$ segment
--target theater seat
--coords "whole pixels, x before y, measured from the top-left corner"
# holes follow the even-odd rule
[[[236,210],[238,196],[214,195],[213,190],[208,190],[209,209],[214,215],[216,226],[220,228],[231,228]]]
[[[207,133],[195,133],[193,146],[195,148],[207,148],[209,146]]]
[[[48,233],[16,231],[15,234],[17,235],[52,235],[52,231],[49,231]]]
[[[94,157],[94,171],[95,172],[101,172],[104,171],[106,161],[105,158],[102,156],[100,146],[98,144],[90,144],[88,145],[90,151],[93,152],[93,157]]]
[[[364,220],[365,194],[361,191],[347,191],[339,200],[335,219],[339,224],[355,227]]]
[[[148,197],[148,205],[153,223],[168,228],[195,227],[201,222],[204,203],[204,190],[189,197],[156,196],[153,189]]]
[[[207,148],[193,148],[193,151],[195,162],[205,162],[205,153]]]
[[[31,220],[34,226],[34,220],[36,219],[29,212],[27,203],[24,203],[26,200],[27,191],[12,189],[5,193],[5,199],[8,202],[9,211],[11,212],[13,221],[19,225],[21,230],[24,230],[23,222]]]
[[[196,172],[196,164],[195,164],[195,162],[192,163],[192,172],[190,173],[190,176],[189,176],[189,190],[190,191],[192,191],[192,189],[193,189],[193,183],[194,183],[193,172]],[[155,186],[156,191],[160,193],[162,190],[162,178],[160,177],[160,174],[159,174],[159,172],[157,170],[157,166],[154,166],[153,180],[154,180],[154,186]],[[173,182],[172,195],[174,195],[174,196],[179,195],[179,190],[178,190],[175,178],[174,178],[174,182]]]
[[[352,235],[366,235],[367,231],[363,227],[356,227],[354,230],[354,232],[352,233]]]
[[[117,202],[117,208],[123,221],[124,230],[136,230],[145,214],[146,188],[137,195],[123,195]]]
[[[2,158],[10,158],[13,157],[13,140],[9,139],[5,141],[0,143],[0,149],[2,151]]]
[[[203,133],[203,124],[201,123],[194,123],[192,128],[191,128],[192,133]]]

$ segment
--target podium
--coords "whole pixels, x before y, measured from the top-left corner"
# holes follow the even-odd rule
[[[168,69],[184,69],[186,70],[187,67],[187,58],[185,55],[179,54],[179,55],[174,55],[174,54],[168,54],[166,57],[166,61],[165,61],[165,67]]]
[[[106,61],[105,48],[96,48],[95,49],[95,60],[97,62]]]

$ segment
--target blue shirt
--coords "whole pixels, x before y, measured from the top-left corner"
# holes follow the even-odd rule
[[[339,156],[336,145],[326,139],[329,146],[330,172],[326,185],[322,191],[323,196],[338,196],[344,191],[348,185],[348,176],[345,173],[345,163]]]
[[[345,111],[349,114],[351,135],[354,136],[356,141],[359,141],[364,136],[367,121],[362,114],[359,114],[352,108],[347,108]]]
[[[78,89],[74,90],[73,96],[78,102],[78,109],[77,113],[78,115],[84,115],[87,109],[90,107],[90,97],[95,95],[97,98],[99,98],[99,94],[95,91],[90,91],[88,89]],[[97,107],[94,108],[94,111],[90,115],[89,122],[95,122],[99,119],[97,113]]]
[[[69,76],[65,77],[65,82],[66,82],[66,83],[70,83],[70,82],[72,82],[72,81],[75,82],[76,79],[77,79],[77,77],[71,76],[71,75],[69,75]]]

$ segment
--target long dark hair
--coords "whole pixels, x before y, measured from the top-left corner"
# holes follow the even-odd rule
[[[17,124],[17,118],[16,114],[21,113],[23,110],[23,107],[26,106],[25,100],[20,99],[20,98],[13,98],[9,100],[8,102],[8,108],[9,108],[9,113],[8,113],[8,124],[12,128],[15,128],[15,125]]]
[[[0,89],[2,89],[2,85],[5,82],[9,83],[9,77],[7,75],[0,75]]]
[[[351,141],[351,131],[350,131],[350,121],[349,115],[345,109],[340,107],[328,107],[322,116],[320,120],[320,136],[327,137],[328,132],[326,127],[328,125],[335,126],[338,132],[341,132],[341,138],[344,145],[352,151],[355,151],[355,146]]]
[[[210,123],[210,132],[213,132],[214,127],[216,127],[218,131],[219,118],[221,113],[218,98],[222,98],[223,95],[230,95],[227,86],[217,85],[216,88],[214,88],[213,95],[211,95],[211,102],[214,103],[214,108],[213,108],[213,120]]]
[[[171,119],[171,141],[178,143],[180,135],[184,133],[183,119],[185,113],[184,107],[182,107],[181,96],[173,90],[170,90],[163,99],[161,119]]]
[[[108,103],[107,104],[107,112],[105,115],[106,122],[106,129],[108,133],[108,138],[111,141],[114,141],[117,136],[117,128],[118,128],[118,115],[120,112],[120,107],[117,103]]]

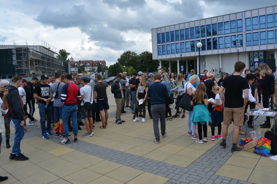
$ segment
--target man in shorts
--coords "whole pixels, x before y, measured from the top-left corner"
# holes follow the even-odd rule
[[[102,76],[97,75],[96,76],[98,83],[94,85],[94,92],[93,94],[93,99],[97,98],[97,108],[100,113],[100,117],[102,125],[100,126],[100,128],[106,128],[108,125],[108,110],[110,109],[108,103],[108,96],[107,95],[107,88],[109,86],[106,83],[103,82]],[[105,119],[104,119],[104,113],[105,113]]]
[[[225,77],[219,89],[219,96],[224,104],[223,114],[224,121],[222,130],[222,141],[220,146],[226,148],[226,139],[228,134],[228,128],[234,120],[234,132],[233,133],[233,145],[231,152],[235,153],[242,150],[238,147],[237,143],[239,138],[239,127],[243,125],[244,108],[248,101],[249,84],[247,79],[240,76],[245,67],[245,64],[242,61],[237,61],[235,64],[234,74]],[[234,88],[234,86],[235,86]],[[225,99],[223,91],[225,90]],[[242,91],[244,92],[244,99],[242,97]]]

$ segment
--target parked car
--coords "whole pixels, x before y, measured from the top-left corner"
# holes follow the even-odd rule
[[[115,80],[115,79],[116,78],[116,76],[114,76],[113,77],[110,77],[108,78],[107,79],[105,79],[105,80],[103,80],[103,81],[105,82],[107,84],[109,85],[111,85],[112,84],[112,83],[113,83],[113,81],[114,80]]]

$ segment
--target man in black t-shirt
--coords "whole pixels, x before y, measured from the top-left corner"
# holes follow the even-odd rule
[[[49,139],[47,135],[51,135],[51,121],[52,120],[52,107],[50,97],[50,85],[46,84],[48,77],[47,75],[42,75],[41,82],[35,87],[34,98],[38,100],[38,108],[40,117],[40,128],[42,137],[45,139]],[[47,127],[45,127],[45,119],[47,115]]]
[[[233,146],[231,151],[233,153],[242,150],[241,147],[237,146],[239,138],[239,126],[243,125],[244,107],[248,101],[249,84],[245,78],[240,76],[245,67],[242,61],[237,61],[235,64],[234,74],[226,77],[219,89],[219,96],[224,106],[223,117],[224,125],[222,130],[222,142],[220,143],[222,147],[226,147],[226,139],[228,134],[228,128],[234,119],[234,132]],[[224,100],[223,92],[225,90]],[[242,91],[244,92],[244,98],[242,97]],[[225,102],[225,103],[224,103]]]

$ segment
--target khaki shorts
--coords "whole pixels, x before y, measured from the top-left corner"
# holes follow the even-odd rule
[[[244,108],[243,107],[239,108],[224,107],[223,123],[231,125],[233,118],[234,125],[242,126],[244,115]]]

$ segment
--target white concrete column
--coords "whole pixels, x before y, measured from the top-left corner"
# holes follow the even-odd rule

### TASK DIRECTIONS:
Exclude every picture and copy the remaining data exactly.

### ANSWER FOR THIS EXERCISE:
$ segment
--target theater seat
--coords "whole pixels, x before y, measured from the top-left corner"
# holes follow the even-odd rule
[[[236,210],[238,196],[214,195],[213,190],[208,190],[209,209],[214,215],[216,226],[220,228],[231,228]]]
[[[207,133],[195,133],[193,146],[195,148],[207,148],[209,146]]]
[[[48,233],[16,231],[15,234],[17,235],[52,235],[52,231],[49,231]]]
[[[94,157],[94,171],[95,172],[101,172],[104,171],[106,161],[105,158],[102,156],[100,146],[98,144],[90,144],[88,145],[90,151],[93,152],[93,157]]]
[[[364,220],[365,194],[361,191],[347,191],[339,200],[335,219],[339,224],[355,227]]]
[[[148,197],[148,205],[153,223],[168,228],[195,227],[201,222],[204,203],[204,190],[189,197],[156,196],[153,189]]]
[[[207,148],[193,148],[193,151],[195,162],[205,162],[205,153]]]
[[[31,220],[34,226],[34,220],[36,219],[29,212],[27,203],[24,203],[26,200],[27,191],[12,189],[5,193],[5,199],[8,202],[9,211],[11,212],[13,221],[19,225],[21,230],[24,230],[23,222]]]
[[[196,172],[196,164],[195,164],[195,162],[192,163],[192,172],[190,173],[190,176],[189,176],[189,190],[190,191],[192,191],[192,189],[193,189],[193,183],[194,183],[193,172]],[[155,186],[156,191],[160,193],[162,190],[162,178],[160,177],[160,174],[159,174],[159,172],[157,170],[157,166],[154,166],[153,180],[154,180],[154,186]],[[173,182],[172,195],[174,195],[174,196],[179,195],[179,190],[178,190],[175,178],[174,178],[174,182]]]
[[[352,235],[366,235],[367,231],[363,227],[356,227],[354,230],[354,232],[352,233]]]
[[[117,202],[117,208],[123,221],[124,230],[136,230],[145,214],[146,188],[137,195],[123,195]]]
[[[2,158],[10,158],[13,157],[13,140],[9,139],[5,141],[0,143],[0,149],[2,151]]]
[[[203,133],[203,124],[201,123],[194,123],[192,128],[191,128],[192,133]]]

$ segment
--target podium
--coords "whole pixels, x before y, measured from the top-left corner"
# holes follow the even-odd rule
[[[168,69],[184,69],[186,70],[187,67],[187,58],[185,55],[179,54],[179,55],[174,55],[174,54],[168,54],[166,57],[166,61],[165,61],[165,67]]]
[[[106,61],[105,48],[96,48],[95,49],[95,60],[97,62]]]

$ segment
--target blue shirt
--coords "whole pixels, x before y, measured from the top-left corner"
# holes follow the even-odd rule
[[[339,156],[336,145],[326,139],[329,146],[330,172],[326,185],[322,191],[323,196],[338,196],[344,191],[348,185],[348,176],[345,173],[345,163]]]
[[[345,111],[349,114],[351,135],[354,136],[356,141],[359,141],[364,136],[367,121],[362,114],[359,114],[352,108],[347,108]]]
[[[78,89],[74,90],[73,96],[78,102],[78,109],[77,113],[78,115],[84,115],[87,109],[90,107],[90,97],[95,95],[97,98],[99,98],[99,94],[95,91],[90,91],[88,89]],[[97,107],[94,108],[94,111],[90,115],[89,122],[95,122],[99,119],[97,113]]]
[[[69,76],[65,77],[65,82],[66,82],[66,83],[70,83],[70,82],[72,82],[72,81],[75,82],[76,79],[77,79],[77,77],[71,76],[71,75],[69,75]]]

$ segment
--target long dark hair
--coords "whole pixels, x before y, measured from the top-left corner"
# holes follow the even-odd rule
[[[17,124],[17,118],[16,114],[21,113],[23,110],[23,107],[26,106],[25,100],[20,99],[20,98],[13,98],[9,100],[8,102],[8,108],[9,108],[9,113],[8,113],[8,124],[12,128],[15,128],[15,125]]]
[[[0,89],[2,89],[2,85],[5,82],[9,83],[9,77],[7,75],[0,75]]]
[[[351,141],[351,131],[350,131],[350,121],[349,115],[345,109],[340,107],[328,107],[322,116],[320,120],[320,136],[327,137],[328,132],[326,127],[328,125],[335,126],[338,132],[341,132],[341,138],[344,145],[352,151],[355,151],[355,146]]]
[[[210,123],[210,132],[213,132],[214,127],[216,127],[218,131],[219,118],[221,113],[218,98],[222,98],[223,95],[230,95],[227,86],[217,85],[216,88],[214,88],[213,95],[211,95],[211,102],[214,103],[214,108],[213,108],[213,120]]]
[[[171,119],[171,141],[178,143],[180,135],[184,133],[183,119],[185,113],[184,107],[182,107],[181,96],[173,90],[170,90],[163,99],[161,119]]]
[[[108,103],[107,104],[107,112],[105,115],[106,122],[106,129],[108,133],[108,138],[111,141],[114,141],[117,136],[117,128],[118,128],[118,115],[120,112],[120,107],[117,103]]]

$ segment
--target man in shorts
--coords "whole pixels, x before y, measured from the top-left corner"
# holes follow the even-odd rule
[[[102,76],[97,75],[96,76],[98,83],[94,85],[94,92],[93,94],[93,99],[97,98],[97,108],[100,113],[100,117],[102,125],[100,126],[100,128],[106,128],[108,125],[108,110],[110,109],[108,103],[108,96],[107,95],[107,88],[109,86],[106,83],[103,82]],[[105,119],[104,119],[104,113],[105,113]]]
[[[225,77],[219,89],[219,96],[224,104],[223,114],[224,121],[222,130],[222,141],[220,146],[226,148],[226,139],[228,134],[228,128],[234,120],[234,132],[233,133],[233,145],[231,152],[235,153],[242,150],[238,147],[237,143],[239,138],[239,127],[243,125],[244,108],[248,101],[249,84],[247,79],[240,76],[245,67],[245,64],[242,61],[237,61],[235,64],[234,74]],[[234,88],[234,86],[235,86]],[[225,99],[223,91],[225,90]],[[242,91],[244,92],[244,99],[242,97]]]

$ segment
--target parked car
--coords "whole pixels, x before y, measured from the top-left corner"
# holes follow the even-odd rule
[[[115,80],[115,79],[116,78],[116,76],[114,76],[113,77],[110,77],[108,78],[107,79],[105,79],[105,80],[103,80],[103,81],[105,82],[107,84],[109,85],[111,85],[112,84],[112,83],[113,83],[113,81],[114,80]]]

$ segment
--target man in black t-shirt
--coords "whole pixels, x before y, measured from the top-left corner"
# holes follow the even-odd rule
[[[49,139],[47,135],[51,135],[51,121],[52,120],[52,107],[50,97],[50,85],[46,84],[48,77],[47,75],[42,75],[41,82],[35,87],[34,98],[38,100],[38,108],[40,117],[40,128],[42,137],[45,139]],[[47,127],[45,127],[45,119],[47,115]]]
[[[233,146],[231,151],[233,153],[242,150],[241,147],[237,146],[239,138],[239,126],[243,125],[244,107],[248,101],[249,84],[245,78],[240,76],[245,67],[242,61],[237,61],[235,64],[234,74],[226,77],[219,89],[219,96],[224,106],[223,117],[224,125],[222,130],[222,142],[220,143],[222,147],[226,147],[226,139],[228,134],[228,128],[234,119],[234,132]],[[224,100],[223,92],[225,90]],[[242,91],[244,92],[244,98],[242,97]],[[225,102],[225,103],[224,103]]]

$ segment
--target khaki shorts
--coords "whole pixels, x before y, measured from the top-left corner"
# holes follow the even-odd rule
[[[244,108],[243,107],[239,108],[224,107],[223,123],[231,125],[233,118],[234,125],[242,126],[244,115]]]

$ segment
--target white concrete column
--coords "whole pixels, x before y, measured from the top-left corner"
# holes follow the even-odd rule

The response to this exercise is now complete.